Reproduce the passage on Hoskyns's background and political outlook word for word, in full.

DOCUMENT EXCERPT.

○ ○ ○ ○ ○ ○ ○

Hoskyns was educated at Winchester and Sandhurst. He followed his father (a Lieutenant-Colonel who died in the defence of Calais in 1940, when John was 13) into the Rifle Brigade and became a Captain. Until middle age he was rather apolitical. He voted Labour in 1970 but grew increasingly concerned about the state of the nation in the early 1970s – strikes, the three-day week, double-digit inflation and speculation about whether Britain was governable.

There seemed no obvious party for him until he joined a number of disillusioned radicals around the Centre for Policy Studies (CPS), co-founded by Thatcher and Sir Keith Joseph in October 1974. This provided a ready home for Hoskyns, David Young, Norman Strauss, Alfred Sherman and Alan Walters, who rallied round Thatcher and Joseph rather than the Conservative Party. They attacked the Establishment's seeming willingness to preside over an orderly management of Britain's decline.

Hoskyns impressed Alfred Sherman – no easy task – who arranged for meetings with Joseph and Thatcher. He proved to be her kind of man – military background, successful businessman, handsome, charming, fearless and to the point. At the CPS he and Norman Strauss agreed on the need for a total change in Whitehall and Westminster if national decline was to be reversed. They talked of strategy and coherent policy making. Some Shadow Ministers, like civil servants a few years later, switched off when the two propounded their ideas, finding them too analytical and remote and unaware of the political and administrative constraints.

His obsessiveness about concentrating on priorities, taking decisions, however unpopular, and use of flow diagrams and critical path analysis, grated with many mandarins. He did not think it was a clash between the thinking systems of Whitehall and business but between Whitehall and the real world. Ministers with no proper training were supported by officials trained to support untrained ministers.

○ ○ ○ ○ ○ ○ ○

EXTRACTED INFORMATION.
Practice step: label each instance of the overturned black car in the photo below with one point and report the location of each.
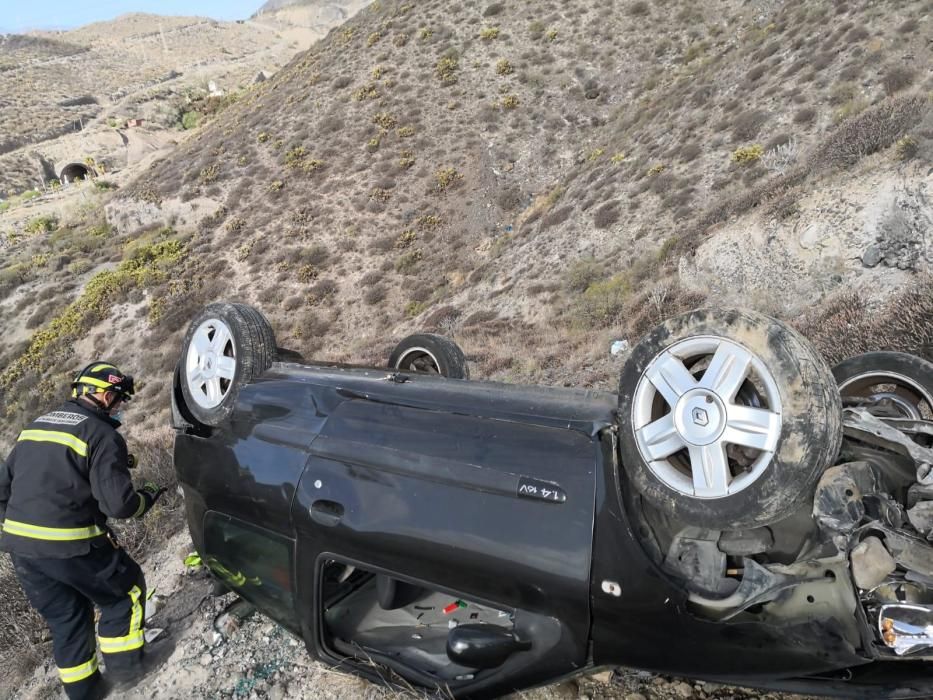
(738, 512)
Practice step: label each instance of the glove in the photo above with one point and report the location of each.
(150, 493)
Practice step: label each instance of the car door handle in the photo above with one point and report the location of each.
(327, 513)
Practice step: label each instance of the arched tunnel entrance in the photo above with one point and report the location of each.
(74, 172)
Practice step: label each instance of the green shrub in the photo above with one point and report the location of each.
(190, 120)
(906, 148)
(414, 308)
(747, 154)
(41, 224)
(446, 69)
(582, 273)
(603, 303)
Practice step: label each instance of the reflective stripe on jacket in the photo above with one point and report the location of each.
(67, 473)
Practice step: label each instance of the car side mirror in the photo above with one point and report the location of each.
(483, 646)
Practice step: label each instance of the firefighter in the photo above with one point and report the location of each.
(67, 473)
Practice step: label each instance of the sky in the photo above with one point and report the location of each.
(20, 15)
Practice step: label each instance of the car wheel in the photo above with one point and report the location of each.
(890, 384)
(728, 418)
(226, 346)
(427, 352)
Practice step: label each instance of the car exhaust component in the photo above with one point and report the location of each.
(906, 628)
(483, 646)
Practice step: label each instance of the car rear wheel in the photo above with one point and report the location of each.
(889, 384)
(728, 418)
(226, 346)
(427, 352)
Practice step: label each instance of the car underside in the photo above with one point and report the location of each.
(736, 512)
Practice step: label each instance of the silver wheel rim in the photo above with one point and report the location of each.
(869, 381)
(210, 363)
(709, 437)
(418, 360)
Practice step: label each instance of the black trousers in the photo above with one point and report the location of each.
(65, 591)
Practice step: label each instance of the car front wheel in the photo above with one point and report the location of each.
(728, 418)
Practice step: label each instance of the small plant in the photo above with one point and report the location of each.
(747, 154)
(243, 252)
(294, 156)
(428, 222)
(407, 261)
(414, 308)
(446, 178)
(41, 224)
(781, 157)
(307, 273)
(367, 92)
(405, 239)
(503, 67)
(406, 160)
(208, 175)
(384, 120)
(190, 120)
(446, 70)
(906, 148)
(235, 225)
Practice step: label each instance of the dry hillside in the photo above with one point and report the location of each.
(65, 96)
(533, 178)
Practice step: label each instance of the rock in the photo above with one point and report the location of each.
(682, 690)
(872, 256)
(602, 676)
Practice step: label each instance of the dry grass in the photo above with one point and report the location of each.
(848, 325)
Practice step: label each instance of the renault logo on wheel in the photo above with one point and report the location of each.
(700, 417)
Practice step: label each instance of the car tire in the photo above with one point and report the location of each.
(427, 352)
(226, 346)
(902, 383)
(727, 419)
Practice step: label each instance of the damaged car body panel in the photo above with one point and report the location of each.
(482, 538)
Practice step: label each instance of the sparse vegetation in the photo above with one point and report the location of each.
(503, 67)
(747, 154)
(446, 178)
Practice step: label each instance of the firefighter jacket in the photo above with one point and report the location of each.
(67, 473)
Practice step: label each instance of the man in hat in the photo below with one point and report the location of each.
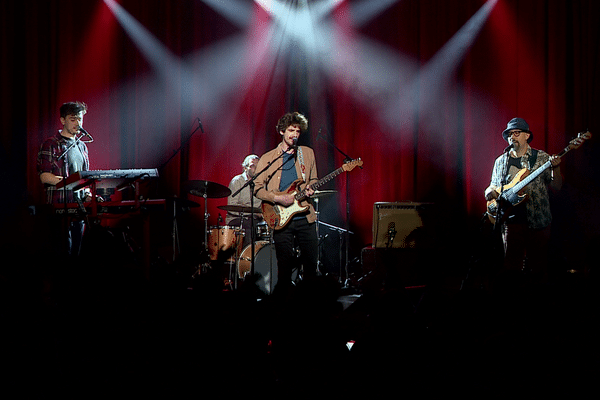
(525, 227)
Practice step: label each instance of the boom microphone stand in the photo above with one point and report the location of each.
(347, 159)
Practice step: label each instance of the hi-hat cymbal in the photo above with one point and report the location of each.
(240, 209)
(321, 193)
(206, 189)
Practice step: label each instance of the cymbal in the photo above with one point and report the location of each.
(206, 188)
(241, 209)
(185, 203)
(321, 193)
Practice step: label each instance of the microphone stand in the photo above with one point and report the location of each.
(347, 159)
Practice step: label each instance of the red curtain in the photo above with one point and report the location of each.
(536, 59)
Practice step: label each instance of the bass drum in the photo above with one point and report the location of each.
(265, 265)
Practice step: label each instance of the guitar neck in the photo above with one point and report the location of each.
(301, 195)
(519, 186)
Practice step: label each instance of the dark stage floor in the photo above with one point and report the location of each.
(100, 329)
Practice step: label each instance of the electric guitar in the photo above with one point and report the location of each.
(277, 216)
(513, 193)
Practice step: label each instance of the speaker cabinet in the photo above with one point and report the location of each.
(399, 224)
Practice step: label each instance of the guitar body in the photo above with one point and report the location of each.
(277, 216)
(508, 197)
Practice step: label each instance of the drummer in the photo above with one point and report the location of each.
(243, 198)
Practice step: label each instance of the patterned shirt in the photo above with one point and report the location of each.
(538, 202)
(48, 161)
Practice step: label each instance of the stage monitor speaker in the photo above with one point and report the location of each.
(398, 224)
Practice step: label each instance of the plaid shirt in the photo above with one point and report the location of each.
(538, 203)
(47, 161)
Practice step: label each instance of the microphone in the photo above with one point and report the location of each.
(86, 133)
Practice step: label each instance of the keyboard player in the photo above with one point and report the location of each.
(60, 156)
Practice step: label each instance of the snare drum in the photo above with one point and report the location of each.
(225, 241)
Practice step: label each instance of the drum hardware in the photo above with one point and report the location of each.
(206, 190)
(179, 205)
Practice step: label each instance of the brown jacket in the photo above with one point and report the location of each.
(267, 184)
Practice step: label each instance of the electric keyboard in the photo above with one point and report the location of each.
(84, 178)
(107, 208)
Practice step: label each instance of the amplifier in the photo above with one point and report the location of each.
(398, 224)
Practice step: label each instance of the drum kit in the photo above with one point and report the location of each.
(225, 243)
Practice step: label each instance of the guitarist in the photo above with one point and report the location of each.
(297, 162)
(525, 227)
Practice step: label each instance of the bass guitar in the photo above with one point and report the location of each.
(277, 216)
(513, 193)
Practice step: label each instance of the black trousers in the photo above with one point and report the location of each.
(304, 234)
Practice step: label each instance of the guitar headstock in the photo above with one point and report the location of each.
(581, 137)
(349, 166)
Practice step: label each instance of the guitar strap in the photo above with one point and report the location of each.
(302, 167)
(533, 158)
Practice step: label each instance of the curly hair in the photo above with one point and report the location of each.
(72, 108)
(289, 119)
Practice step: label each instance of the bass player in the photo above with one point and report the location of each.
(525, 227)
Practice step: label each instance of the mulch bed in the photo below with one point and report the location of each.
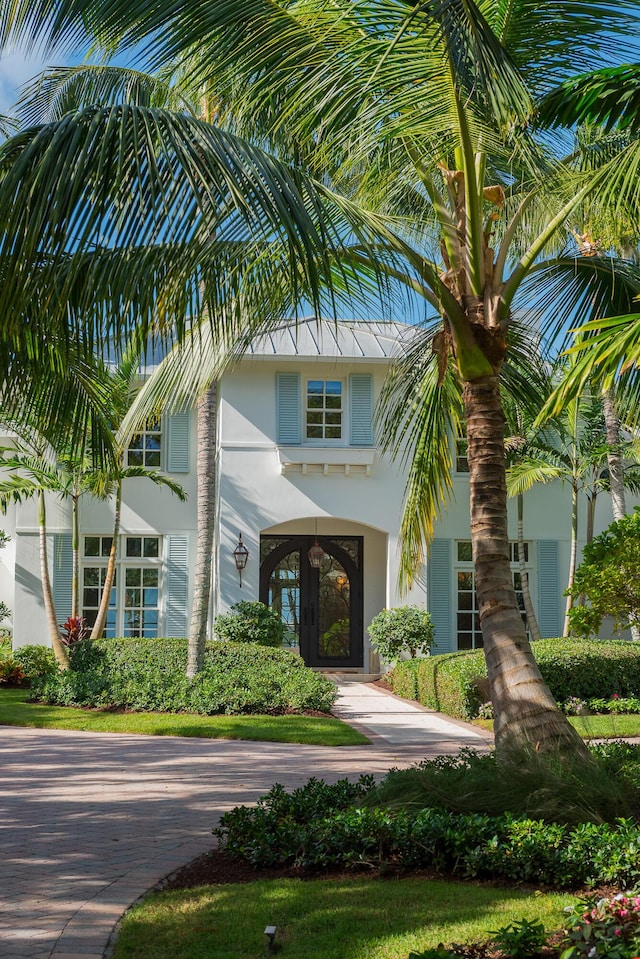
(216, 868)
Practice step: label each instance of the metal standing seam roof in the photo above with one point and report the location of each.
(312, 337)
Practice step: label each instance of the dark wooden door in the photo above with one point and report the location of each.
(322, 607)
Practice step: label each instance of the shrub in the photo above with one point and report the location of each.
(11, 673)
(251, 622)
(321, 826)
(455, 683)
(609, 576)
(74, 630)
(149, 675)
(404, 678)
(603, 927)
(36, 661)
(405, 629)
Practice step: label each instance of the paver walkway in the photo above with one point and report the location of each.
(88, 822)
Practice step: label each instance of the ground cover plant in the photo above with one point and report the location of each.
(568, 826)
(354, 918)
(15, 710)
(149, 675)
(456, 683)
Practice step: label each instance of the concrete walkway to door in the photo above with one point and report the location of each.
(89, 822)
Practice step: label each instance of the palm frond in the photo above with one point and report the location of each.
(61, 90)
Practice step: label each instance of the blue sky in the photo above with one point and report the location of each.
(16, 67)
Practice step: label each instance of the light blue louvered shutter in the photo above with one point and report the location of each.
(439, 595)
(288, 413)
(178, 442)
(548, 589)
(62, 574)
(176, 585)
(361, 409)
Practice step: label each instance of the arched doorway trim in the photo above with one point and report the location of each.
(323, 608)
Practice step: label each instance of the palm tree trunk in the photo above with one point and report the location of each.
(591, 515)
(573, 559)
(206, 512)
(532, 620)
(616, 466)
(75, 553)
(103, 609)
(614, 459)
(526, 713)
(59, 649)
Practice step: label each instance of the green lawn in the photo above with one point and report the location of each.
(358, 918)
(593, 727)
(315, 731)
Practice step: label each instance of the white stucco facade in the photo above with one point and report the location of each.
(282, 490)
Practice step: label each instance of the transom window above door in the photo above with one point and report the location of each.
(324, 409)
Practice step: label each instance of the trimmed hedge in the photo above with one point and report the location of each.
(584, 668)
(149, 675)
(404, 678)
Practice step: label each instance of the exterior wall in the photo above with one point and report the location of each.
(333, 489)
(257, 497)
(147, 509)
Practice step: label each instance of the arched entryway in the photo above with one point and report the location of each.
(323, 607)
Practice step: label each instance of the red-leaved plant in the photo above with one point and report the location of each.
(73, 630)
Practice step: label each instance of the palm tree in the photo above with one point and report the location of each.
(414, 111)
(71, 472)
(571, 449)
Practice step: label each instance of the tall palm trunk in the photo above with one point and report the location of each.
(103, 609)
(573, 559)
(616, 465)
(206, 514)
(532, 619)
(59, 650)
(526, 713)
(614, 459)
(75, 554)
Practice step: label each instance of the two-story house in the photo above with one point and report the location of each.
(318, 507)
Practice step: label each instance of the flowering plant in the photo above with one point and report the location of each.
(608, 927)
(73, 630)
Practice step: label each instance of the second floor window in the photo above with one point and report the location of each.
(324, 410)
(145, 448)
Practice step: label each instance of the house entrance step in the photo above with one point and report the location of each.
(344, 676)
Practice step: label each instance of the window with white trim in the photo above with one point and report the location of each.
(324, 410)
(134, 604)
(462, 446)
(468, 632)
(145, 448)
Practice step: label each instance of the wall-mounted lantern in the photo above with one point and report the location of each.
(316, 555)
(240, 556)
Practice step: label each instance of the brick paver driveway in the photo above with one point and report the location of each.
(89, 822)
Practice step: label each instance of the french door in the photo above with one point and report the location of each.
(322, 607)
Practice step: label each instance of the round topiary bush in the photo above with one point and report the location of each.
(405, 629)
(251, 622)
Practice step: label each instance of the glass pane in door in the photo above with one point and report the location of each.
(334, 622)
(284, 595)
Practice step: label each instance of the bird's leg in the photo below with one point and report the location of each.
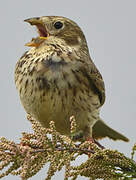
(92, 140)
(98, 144)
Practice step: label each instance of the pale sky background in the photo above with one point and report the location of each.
(110, 29)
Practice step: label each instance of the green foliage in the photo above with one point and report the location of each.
(47, 145)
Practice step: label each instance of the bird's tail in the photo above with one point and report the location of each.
(101, 130)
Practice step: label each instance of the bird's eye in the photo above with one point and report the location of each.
(58, 25)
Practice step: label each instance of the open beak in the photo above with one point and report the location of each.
(42, 31)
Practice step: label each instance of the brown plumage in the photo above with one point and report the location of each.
(56, 79)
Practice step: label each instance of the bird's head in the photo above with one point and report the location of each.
(58, 27)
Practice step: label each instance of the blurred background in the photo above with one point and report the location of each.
(110, 29)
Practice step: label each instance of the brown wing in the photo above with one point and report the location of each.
(96, 81)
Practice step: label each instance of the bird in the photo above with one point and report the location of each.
(56, 79)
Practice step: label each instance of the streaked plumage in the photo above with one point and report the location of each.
(56, 79)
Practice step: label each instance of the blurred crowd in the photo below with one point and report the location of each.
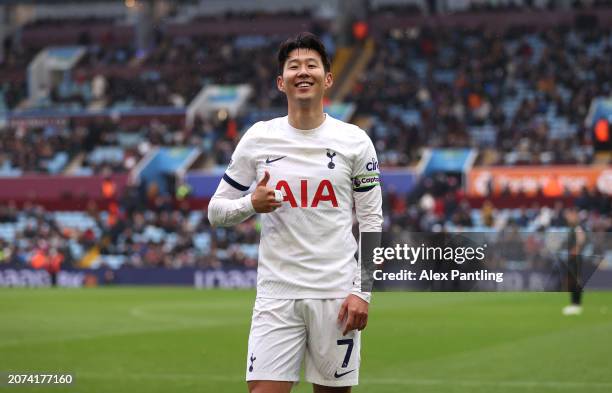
(522, 97)
(145, 229)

○ ○ ○ ○ ○ ○ ○

FINAL ANSWER.
Hoskyns was educated at Winchester and Sandhurst. He followed his father (a Lieutenant-Colonel who died in the defence of Calais in 1940, when John was 13) into the Rifle Brigade and became a Captain. Until middle age he was rather apolitical. He voted Labour in 1970 but grew increasingly concerned about the state of the nation in the early 1970s – strikes, the three-day week, double-digit inflation and speculation about whether Britain was governable.

There seemed no obvious party for him until he joined a number of disillusioned radicals around the Centre for Policy Studies (CPS), co-founded by Thatcher and Sir Keith Joseph in October 1974. This provided a ready home for Hoskyns, David Young, Norman Strauss, Alfred Sherman and Alan Walters, who rallied round Thatcher and Joseph rather than the Conservative Party. They attacked the Establishment's seeming willingness to preside over an orderly management of Britain's decline.

Hoskyns impressed Alfred Sherman – no easy task – who arranged for meetings with Joseph and Thatcher. He proved to be her kind of man – military background, successful businessman, handsome, charming, fearless and to the point. At the CPS he and Norman Strauss agreed on the need for a total change in Whitehall and Westminster if national decline was to be reversed. They talked of strategy and coherent policy making. Some Shadow Ministers, like civil servants a few years later, switched off when the two propounded their ideas, finding them too analytical and remote and unaware of the political and administrative constraints.

His obsessiveness about concentrating on priorities, taking decisions, however unpopular, and use of flow diagrams and critical path analysis, grated with many mandarins. He did not think it was a clash between the thinking systems of Whitehall and business but between Whitehall and the real world. Ministers with no proper training were supported by officials trained to support untrained ministers.